How to complete this task:
Please state how many lines of the data below contain the word "white", offering nothing besides the number.

START Material provided

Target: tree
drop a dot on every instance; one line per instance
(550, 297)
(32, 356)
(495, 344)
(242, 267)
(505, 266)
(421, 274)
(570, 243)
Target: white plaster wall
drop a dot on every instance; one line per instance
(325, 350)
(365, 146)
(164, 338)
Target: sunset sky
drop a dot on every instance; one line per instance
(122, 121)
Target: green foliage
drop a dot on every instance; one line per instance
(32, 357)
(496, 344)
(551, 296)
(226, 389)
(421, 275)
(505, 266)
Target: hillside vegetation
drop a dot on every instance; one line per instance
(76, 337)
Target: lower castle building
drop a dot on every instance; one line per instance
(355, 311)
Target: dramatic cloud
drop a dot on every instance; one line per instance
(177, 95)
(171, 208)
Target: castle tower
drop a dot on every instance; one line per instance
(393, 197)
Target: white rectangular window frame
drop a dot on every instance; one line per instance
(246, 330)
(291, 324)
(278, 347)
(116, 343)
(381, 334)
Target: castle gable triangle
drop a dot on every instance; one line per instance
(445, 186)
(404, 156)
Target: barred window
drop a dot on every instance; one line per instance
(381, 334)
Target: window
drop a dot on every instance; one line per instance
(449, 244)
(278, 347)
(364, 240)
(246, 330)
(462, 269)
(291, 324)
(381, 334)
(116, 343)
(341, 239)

END Material provided
START Material provided

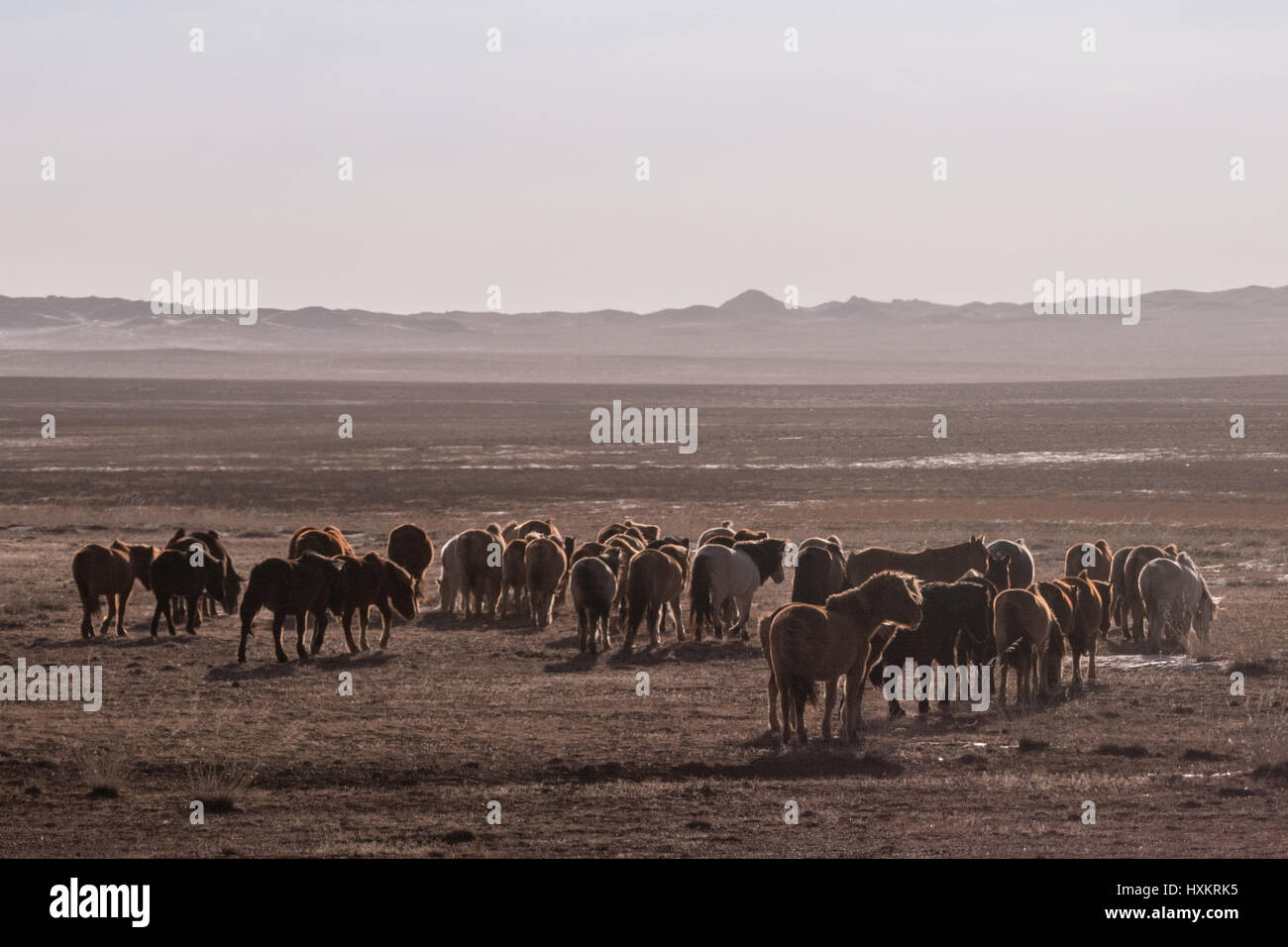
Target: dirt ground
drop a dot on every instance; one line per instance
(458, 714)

END Material provided

Answer section:
2